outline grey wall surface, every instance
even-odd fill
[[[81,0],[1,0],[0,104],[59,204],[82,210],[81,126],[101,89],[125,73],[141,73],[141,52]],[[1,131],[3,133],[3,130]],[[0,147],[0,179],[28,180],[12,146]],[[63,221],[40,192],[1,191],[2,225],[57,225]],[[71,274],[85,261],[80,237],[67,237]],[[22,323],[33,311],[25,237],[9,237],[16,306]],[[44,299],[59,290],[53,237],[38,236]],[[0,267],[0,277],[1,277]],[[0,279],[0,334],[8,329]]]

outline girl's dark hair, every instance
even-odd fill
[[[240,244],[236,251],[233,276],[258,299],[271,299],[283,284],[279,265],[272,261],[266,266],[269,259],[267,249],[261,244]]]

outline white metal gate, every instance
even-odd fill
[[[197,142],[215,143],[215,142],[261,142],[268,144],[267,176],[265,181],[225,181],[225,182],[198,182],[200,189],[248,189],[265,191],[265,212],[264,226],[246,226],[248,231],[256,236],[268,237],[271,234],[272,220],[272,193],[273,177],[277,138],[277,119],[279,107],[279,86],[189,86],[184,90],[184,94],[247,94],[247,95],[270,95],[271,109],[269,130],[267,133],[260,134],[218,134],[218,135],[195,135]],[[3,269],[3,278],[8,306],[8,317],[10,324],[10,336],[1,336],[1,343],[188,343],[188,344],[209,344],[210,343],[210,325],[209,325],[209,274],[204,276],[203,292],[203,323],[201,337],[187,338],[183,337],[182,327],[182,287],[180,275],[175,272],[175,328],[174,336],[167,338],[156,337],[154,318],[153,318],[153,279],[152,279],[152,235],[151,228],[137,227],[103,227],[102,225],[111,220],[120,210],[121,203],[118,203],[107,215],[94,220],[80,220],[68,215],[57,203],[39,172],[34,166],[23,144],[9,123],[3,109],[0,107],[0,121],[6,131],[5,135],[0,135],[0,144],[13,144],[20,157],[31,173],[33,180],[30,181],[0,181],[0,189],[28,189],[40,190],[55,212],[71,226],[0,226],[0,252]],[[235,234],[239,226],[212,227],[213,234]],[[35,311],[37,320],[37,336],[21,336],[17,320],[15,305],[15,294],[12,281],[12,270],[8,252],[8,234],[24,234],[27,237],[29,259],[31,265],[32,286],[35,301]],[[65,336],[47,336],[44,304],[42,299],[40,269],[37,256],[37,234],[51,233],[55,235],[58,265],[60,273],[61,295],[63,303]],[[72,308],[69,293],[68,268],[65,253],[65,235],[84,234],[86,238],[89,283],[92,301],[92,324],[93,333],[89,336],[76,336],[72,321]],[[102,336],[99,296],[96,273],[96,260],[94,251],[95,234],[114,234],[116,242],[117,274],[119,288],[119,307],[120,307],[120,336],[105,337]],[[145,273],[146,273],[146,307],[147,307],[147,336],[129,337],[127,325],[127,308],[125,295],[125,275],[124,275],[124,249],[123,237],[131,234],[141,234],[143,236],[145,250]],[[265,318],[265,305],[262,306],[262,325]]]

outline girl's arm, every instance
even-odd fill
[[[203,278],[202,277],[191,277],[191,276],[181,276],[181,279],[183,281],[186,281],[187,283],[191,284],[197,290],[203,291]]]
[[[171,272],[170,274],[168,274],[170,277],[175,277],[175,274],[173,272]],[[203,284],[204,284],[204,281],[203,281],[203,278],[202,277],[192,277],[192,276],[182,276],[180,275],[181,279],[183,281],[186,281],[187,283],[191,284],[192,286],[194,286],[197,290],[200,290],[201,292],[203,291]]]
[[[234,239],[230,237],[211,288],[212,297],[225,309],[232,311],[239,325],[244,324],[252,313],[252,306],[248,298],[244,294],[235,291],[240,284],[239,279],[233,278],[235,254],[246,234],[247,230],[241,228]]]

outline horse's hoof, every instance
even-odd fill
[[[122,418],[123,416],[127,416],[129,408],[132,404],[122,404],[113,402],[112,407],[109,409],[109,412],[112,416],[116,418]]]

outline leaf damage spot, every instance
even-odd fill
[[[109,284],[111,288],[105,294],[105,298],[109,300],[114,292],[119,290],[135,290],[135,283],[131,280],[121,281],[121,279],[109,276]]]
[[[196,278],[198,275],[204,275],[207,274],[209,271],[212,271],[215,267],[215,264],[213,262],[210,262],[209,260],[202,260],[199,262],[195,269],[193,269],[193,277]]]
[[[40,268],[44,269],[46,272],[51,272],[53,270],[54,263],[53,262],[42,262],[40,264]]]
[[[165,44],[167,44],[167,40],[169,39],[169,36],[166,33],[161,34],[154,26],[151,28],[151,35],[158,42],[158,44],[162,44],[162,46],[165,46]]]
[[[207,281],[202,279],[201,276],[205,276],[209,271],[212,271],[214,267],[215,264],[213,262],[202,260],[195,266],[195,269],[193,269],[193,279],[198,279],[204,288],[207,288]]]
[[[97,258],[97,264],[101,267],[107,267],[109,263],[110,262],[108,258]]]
┄┄┄┄┄┄┄┄┄┄
**TASK TO COMPLETE:** Each line of the records must be reproduced exactly.

**ANSWER SECTION:**
outline grey wall surface, every instance
even-odd fill
[[[81,0],[1,0],[0,104],[59,204],[82,210],[81,126],[101,89],[125,73],[141,73],[141,52]],[[1,131],[3,133],[3,130]],[[0,147],[0,179],[28,180],[12,146]],[[63,221],[40,192],[1,191],[2,225],[57,225]],[[71,274],[85,261],[80,237],[67,237]],[[22,323],[33,311],[25,237],[9,237],[16,306]],[[44,299],[59,290],[53,237],[38,236]],[[0,267],[0,277],[1,277]],[[0,279],[0,334],[8,329]]]

outline girl's dark hair, every instance
even-odd fill
[[[240,244],[236,251],[233,276],[258,299],[271,299],[283,284],[279,265],[272,261],[266,266],[269,259],[267,249],[261,244]]]

outline white metal gate, every instance
even-odd fill
[[[197,142],[215,143],[215,142],[261,142],[268,144],[267,176],[265,181],[225,181],[225,182],[198,182],[200,189],[248,189],[265,191],[265,212],[264,226],[246,226],[248,231],[256,236],[268,237],[271,234],[272,220],[272,193],[273,177],[277,138],[277,119],[279,107],[279,86],[189,86],[184,90],[184,94],[247,94],[247,95],[270,95],[271,109],[269,130],[267,133],[260,134],[218,134],[218,135],[195,135]],[[3,269],[3,278],[8,306],[8,317],[10,324],[10,336],[1,336],[1,343],[188,343],[188,344],[209,344],[210,343],[210,325],[209,325],[209,274],[204,276],[203,292],[203,323],[201,337],[187,338],[183,337],[182,327],[182,287],[180,275],[175,272],[175,328],[174,336],[167,338],[156,337],[154,318],[153,318],[153,279],[152,279],[152,235],[151,228],[137,227],[103,227],[102,225],[111,220],[120,210],[121,203],[118,203],[107,215],[94,220],[80,220],[68,215],[57,203],[39,172],[34,166],[23,144],[9,123],[3,109],[0,107],[0,121],[6,131],[5,135],[0,135],[0,144],[13,144],[20,157],[31,173],[33,180],[30,181],[0,181],[0,189],[28,189],[40,190],[55,212],[71,226],[0,226],[0,252]],[[235,234],[239,226],[212,227],[213,234]],[[35,311],[37,320],[37,336],[21,336],[17,320],[15,305],[15,294],[12,281],[12,270],[8,252],[8,234],[24,234],[27,237],[29,259],[31,265],[32,286],[35,301]],[[65,336],[47,336],[44,304],[42,299],[40,269],[37,256],[37,234],[51,233],[55,235],[58,265],[60,273],[61,295],[63,303]],[[72,308],[69,293],[68,268],[65,253],[65,235],[84,234],[86,238],[89,283],[92,301],[92,324],[93,333],[89,336],[76,336],[72,321]],[[102,336],[99,296],[96,273],[96,260],[94,251],[95,234],[114,234],[116,242],[117,274],[119,288],[119,307],[120,307],[120,336],[105,337]],[[145,273],[146,273],[146,307],[147,307],[147,336],[129,337],[127,325],[127,308],[125,295],[125,275],[124,275],[124,249],[123,237],[131,234],[141,234],[143,236],[145,250]],[[265,318],[265,305],[262,306],[262,325]]]

outline girl's arm, every instance
even-odd fill
[[[203,278],[202,277],[191,277],[191,276],[181,276],[181,279],[183,281],[186,281],[187,283],[191,284],[197,290],[203,291]]]
[[[171,272],[170,274],[168,274],[170,277],[175,277],[175,274],[173,272]],[[203,284],[204,284],[204,281],[203,281],[203,278],[202,277],[192,277],[192,276],[182,276],[180,275],[181,279],[183,281],[186,281],[187,283],[191,284],[192,286],[194,286],[197,290],[200,290],[201,292],[203,291]]]
[[[234,239],[230,237],[211,288],[212,297],[225,309],[232,311],[239,325],[244,324],[252,313],[252,306],[248,298],[244,294],[235,291],[240,284],[239,279],[233,278],[235,254],[246,234],[247,230],[241,228]]]

outline horse's hoof, every instance
even-odd fill
[[[122,418],[123,416],[127,416],[129,408],[132,404],[122,404],[113,402],[112,407],[109,409],[109,412],[112,416],[116,418]]]

outline leaf damage spot, every instance
even-odd fill
[[[109,284],[111,288],[105,294],[105,298],[109,300],[114,292],[119,290],[135,290],[135,283],[131,280],[121,281],[121,279],[109,276]]]
[[[196,278],[198,275],[204,275],[207,274],[209,271],[212,271],[215,267],[215,264],[213,262],[210,262],[209,260],[202,260],[199,262],[195,269],[193,269],[193,277]]]
[[[40,268],[44,269],[46,272],[51,272],[53,270],[54,263],[53,262],[42,262],[40,264]]]
[[[165,44],[167,44],[167,40],[169,39],[169,36],[166,33],[161,34],[154,26],[151,28],[151,35],[158,42],[158,44],[162,44],[162,46],[165,46]]]
[[[207,281],[202,279],[201,276],[205,276],[209,271],[212,271],[214,267],[215,264],[213,262],[202,260],[195,266],[195,269],[193,269],[193,279],[198,279],[204,288],[207,288]]]
[[[97,258],[97,264],[101,267],[107,267],[109,263],[110,262],[108,258]]]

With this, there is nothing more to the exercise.